BEGIN THE DATA
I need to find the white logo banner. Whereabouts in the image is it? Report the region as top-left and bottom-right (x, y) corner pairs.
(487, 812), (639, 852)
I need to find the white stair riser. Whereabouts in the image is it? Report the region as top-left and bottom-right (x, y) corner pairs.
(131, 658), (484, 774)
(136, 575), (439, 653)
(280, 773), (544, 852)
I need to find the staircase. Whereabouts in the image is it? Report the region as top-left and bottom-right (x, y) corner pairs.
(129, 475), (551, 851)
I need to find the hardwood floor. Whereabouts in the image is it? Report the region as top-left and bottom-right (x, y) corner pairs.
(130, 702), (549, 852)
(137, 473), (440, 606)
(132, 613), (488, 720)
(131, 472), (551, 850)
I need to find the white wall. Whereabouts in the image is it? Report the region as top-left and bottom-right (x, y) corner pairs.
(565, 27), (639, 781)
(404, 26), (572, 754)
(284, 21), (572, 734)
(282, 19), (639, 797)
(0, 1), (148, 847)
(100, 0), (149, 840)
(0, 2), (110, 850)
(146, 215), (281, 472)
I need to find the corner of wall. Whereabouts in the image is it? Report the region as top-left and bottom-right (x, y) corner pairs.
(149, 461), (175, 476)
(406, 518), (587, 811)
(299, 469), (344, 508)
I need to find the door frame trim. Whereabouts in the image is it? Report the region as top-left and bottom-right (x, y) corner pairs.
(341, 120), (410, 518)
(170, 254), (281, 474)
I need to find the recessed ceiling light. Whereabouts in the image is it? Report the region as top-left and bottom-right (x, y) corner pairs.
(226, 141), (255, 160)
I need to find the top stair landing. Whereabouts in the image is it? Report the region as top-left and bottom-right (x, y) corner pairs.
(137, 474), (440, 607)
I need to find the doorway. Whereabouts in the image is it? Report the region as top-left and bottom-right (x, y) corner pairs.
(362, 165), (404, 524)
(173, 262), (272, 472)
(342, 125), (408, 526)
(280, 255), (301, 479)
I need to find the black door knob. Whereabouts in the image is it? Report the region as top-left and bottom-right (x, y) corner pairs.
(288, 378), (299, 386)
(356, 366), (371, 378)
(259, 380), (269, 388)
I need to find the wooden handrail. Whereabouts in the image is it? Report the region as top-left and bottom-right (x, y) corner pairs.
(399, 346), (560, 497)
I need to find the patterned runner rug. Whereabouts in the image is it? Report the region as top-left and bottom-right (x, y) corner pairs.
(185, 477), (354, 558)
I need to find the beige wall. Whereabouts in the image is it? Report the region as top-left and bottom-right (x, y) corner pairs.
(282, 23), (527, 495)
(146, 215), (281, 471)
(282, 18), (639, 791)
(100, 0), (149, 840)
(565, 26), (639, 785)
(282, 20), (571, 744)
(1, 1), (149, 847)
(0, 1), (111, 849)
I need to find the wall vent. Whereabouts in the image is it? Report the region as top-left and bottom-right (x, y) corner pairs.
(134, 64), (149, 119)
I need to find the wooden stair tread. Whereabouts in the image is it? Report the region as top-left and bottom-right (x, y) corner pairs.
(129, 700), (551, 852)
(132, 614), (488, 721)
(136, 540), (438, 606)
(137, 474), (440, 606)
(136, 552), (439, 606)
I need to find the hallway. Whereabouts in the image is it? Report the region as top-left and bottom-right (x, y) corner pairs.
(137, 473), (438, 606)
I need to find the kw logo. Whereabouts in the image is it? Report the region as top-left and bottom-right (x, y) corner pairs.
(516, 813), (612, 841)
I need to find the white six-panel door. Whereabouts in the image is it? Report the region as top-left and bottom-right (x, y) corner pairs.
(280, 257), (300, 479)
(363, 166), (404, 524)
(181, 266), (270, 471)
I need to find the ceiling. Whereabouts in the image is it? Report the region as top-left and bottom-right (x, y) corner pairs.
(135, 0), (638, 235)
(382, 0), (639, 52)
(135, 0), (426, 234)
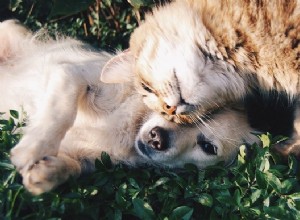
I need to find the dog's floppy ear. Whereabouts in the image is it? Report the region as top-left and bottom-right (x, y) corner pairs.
(100, 49), (134, 83)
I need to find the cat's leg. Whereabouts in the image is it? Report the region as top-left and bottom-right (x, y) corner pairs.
(10, 65), (87, 173)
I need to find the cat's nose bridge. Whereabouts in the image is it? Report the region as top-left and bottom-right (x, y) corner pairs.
(163, 103), (177, 115)
(161, 96), (192, 115)
(161, 96), (180, 115)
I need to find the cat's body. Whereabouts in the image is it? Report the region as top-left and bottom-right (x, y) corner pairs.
(102, 0), (299, 125)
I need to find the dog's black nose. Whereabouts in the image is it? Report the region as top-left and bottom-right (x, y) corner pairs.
(148, 126), (169, 151)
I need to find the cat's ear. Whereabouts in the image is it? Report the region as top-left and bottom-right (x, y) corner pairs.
(100, 50), (134, 83)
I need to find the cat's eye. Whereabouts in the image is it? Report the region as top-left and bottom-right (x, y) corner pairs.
(141, 82), (153, 93)
(197, 135), (218, 155)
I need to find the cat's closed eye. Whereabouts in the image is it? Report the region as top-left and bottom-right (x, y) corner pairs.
(141, 82), (153, 93)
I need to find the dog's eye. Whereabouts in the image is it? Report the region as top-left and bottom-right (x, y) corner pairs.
(200, 141), (217, 155)
(141, 83), (153, 93)
(197, 135), (217, 155)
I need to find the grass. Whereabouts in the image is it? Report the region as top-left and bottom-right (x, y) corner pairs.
(1, 112), (300, 219)
(1, 1), (300, 219)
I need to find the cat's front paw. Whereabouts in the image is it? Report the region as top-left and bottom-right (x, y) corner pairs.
(21, 156), (71, 195)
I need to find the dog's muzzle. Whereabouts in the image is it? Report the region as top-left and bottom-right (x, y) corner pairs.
(136, 126), (171, 159)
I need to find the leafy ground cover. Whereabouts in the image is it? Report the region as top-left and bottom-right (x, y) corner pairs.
(0, 0), (141, 49)
(1, 112), (300, 219)
(1, 1), (300, 219)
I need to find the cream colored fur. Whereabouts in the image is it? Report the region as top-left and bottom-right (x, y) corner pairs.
(101, 0), (300, 157)
(101, 0), (299, 125)
(1, 20), (257, 195)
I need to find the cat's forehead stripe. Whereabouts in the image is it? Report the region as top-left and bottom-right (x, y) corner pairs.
(136, 71), (153, 88)
(139, 35), (160, 66)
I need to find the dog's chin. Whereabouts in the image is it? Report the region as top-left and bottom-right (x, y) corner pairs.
(135, 140), (154, 159)
(135, 140), (163, 160)
(134, 139), (173, 163)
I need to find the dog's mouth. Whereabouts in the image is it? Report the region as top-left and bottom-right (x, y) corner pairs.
(135, 126), (172, 159)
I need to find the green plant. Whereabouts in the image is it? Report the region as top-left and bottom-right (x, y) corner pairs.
(1, 112), (299, 219)
(1, 0), (142, 49)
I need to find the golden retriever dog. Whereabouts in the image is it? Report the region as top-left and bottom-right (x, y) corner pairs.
(0, 20), (257, 195)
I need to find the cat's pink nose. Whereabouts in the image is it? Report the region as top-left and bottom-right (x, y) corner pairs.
(163, 103), (177, 115)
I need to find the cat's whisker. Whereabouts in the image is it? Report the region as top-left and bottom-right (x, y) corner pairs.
(196, 114), (235, 143)
(222, 136), (242, 146)
(202, 115), (244, 145)
(191, 112), (206, 128)
(201, 114), (222, 128)
(195, 115), (216, 135)
(203, 99), (220, 112)
(193, 116), (205, 132)
(188, 114), (202, 130)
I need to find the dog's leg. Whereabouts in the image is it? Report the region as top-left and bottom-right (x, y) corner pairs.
(21, 153), (82, 195)
(10, 65), (87, 173)
(21, 142), (99, 195)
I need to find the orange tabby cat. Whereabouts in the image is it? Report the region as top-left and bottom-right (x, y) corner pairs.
(102, 0), (299, 125)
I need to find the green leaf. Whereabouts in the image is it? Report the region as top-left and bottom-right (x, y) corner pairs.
(259, 133), (271, 148)
(265, 172), (282, 193)
(8, 0), (22, 11)
(115, 190), (127, 207)
(114, 209), (122, 220)
(234, 189), (241, 206)
(216, 195), (235, 206)
(263, 205), (286, 219)
(255, 170), (267, 189)
(288, 155), (298, 175)
(151, 177), (170, 189)
(9, 110), (19, 119)
(194, 193), (213, 207)
(127, 0), (154, 8)
(289, 192), (300, 201)
(286, 198), (300, 218)
(0, 162), (15, 170)
(262, 158), (270, 172)
(238, 144), (247, 164)
(262, 197), (270, 210)
(281, 178), (296, 194)
(170, 206), (193, 220)
(250, 189), (262, 204)
(132, 198), (155, 220)
(128, 178), (140, 189)
(49, 0), (94, 17)
(100, 152), (112, 168)
(249, 207), (261, 216)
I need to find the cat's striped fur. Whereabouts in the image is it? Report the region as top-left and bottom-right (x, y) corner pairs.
(102, 0), (299, 125)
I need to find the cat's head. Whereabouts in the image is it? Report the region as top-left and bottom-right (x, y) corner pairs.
(101, 1), (246, 124)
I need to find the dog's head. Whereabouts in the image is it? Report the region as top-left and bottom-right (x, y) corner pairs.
(135, 109), (257, 169)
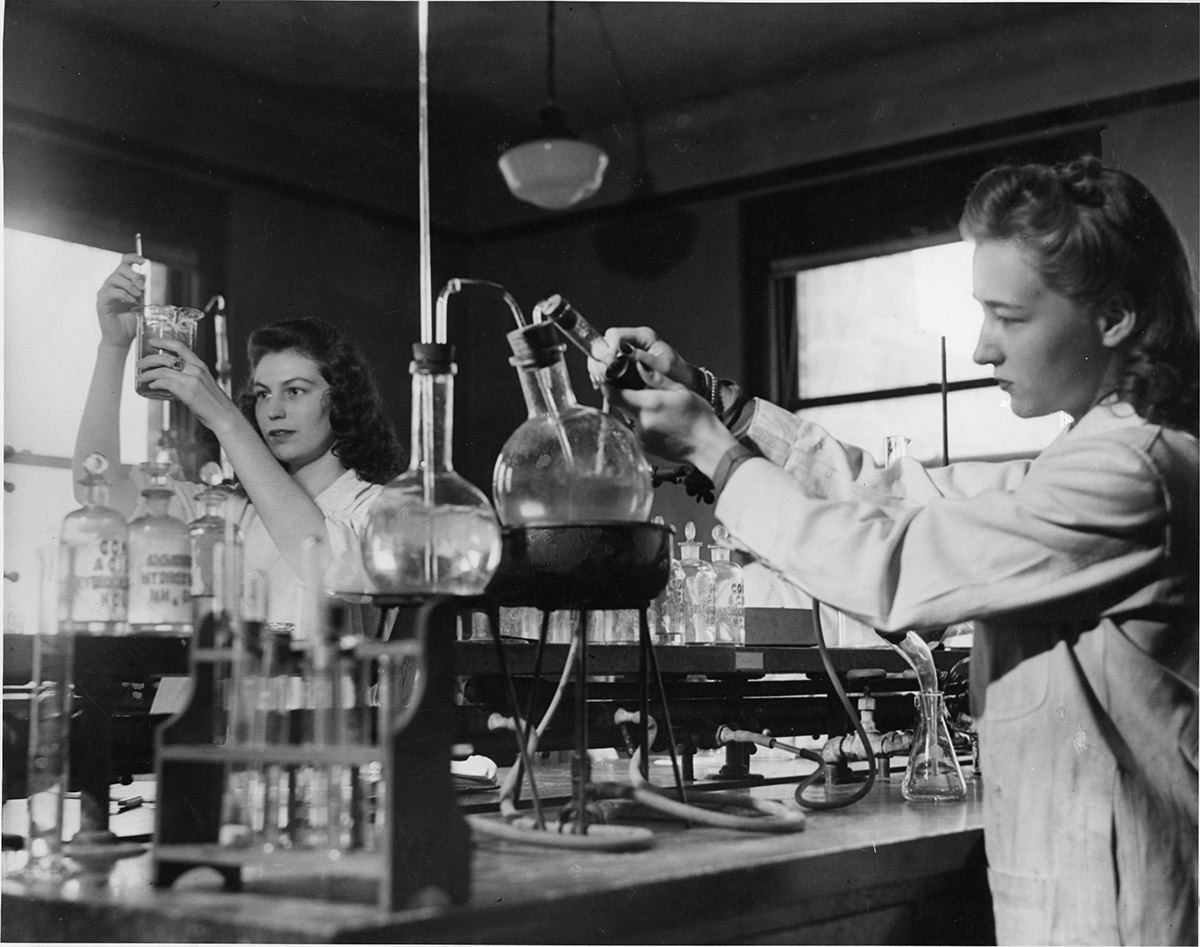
END THE DATA
**WHAT IS BEING ASKED**
Starting with the line that contains "I need to find the dog's head.", reproduce every line to the end of the material above, both end lines included, exactly and with no pictures.

**TASK ANSWER**
I need to find the dog's head. Whereabouts in the image is it? Report the region as top-left and bottom-right (x, y) corner pairs.
(135, 109), (257, 169)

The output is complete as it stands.